Так и сделали. Вечером в деревню отправились командир отделения Борис Табачников, снайпер Евгений Телегуев и автоматчик Иван Безбородов.

Пробравшись огородами, трое лыжников незаметно подошли к дому Яговицкого. Во дворе тихо, в окнах темно. Безбородов остался у ворот, Табачников и Телегуев направились к дверям и постучали.

— Кто там? — послышался голос хозяина.

— Свои, — тихо ответил Борис.

— Случилось что? — взволнованно спросил крестьянин, открывая дверь.

— Все в порядке, папаша. Хотели просить подвезти нас немного. Мы задержались по делам, а наши товарищи ушли далеко, пешком нам их не догнать.

— Это можно. — Яговицкий быстро оделся и запряг в сани хилую лошаденку. — Располагайтесь, ребята. Вам куда?

Табачников из предосторожности сначала заставил Яговицкого петлять по улочкам деревни и лишь потом повернул в нужном направлении.

Худая, облезлая кляча не произвела на меня особенно отрадного впечатления. Она напоминала донкихотовского Россинанта, каким его обычно изображают художники. Но все же — «тягловая сила», «гужевой транспорт».

Положили в сани радиостанцию и тронулись в путь. Оставили в стороне одно село, другое... И вдруг почему-то стал нервничать наш проводник. Лошадь понукает шепотком, напряженно смотрит по сторонам.

— Вы что, папаша?

— Немцы близко.

— Где?

— Скоро должно быть направо Сапроново, налево Капустино, а тамошние мужики сказывали, что немец у них во всю разлегся, как у себя на печке.

Я приказал отряду остановиться. Прикрылся, как обычно, плащ-палаткой, осветил фонариком карту... Да, действительно близко Сапроново и Капустино. От одного [27] селения до другого километров семь — восемь. Нужно попытаться незаметно для врага проскользнуть между ними. Иного выхода нет.

Через полчаса мы стали переходить небольшую речку. Кто мог предполагать, что в такие сильные морозы она местами замерзла очень слабо и жестоко подведет нас?! Прежде всего провалилась под лед тщедушная кобылка — на поверхности воды осталась лишь ее голова. Владимир Пиняев едва успел снять с саней чемодан с радиостанцией и отскочить в сторону. Шедшие рядом с лошадью бойцы погрузились в ледяную воду по пояс.

Люди выбрались на берег быстро, но, чтобы вызволить кобылку, пришлось потрудиться. Когда ее вытащили, она вся съежилась, дрожала, не хотела ступить ни шагу.

— Ничего. Разомнется, пойдет хорошо, — успокоил Яговицкий.

Однако я не очень надеялся на это, поблагодарил проводника за помощь, крепко пожал ему руку и предложил вернуться домой.

— А если мне того... с вами?.. — несмело сказал он.

— С нами?
######
**ЗАДАНИЯ**
a – Перескажите короче абзац отрывка, который начинается словами «Через полчаса мы стали переходить». Сохраните главные факты.
b – Продолжите отрывок о пути отряда с проводником Яговицким, начав сразу после его последней строки.

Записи
######
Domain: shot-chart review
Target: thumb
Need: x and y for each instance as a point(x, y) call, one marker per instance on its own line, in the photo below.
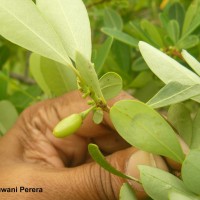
point(91, 182)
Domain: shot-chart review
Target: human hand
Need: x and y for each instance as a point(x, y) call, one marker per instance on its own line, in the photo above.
point(32, 157)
######
**ОТВЕТЫ К ЗАДАНИЯМ**
a – Через полчаса отряд стал переходить небольшую речку. Несмотря на сильные морозы, местами она замерзла слабо. Первой под лед провалилась лошадь, и над водой осталась только ее голова. Владимир Пиняев успел снять с саней чемодан с радиостанцией и отскочить. Бойцы, шедшие рядом с лошадью, оказались в ледяной воде по пояс.

b –
Это было очень неожиданно. Я не сразу нашел, что ответить. С одной стороны, человек, знакомый с местными условиями, мог бы, конечно, оказать и в дальнейшем большую помощь, но, с другой стороны, мне не хотелось пока вводить в отряд посторонних людей. Потом, когда немного освоимся, сами будем искать пополнение.

— Ну а дома как же? — спросил я. — Придут немцы, узнают, семье плохо будет.

— Про то не сумлевайтесь, дорогой товарищ. Сказал жене на случай: красные убили.

— Все-таки поезжайте назад. В случае надобности обязательно найдем вас. Большое спасибо.

Яговицкий двинулся обратно.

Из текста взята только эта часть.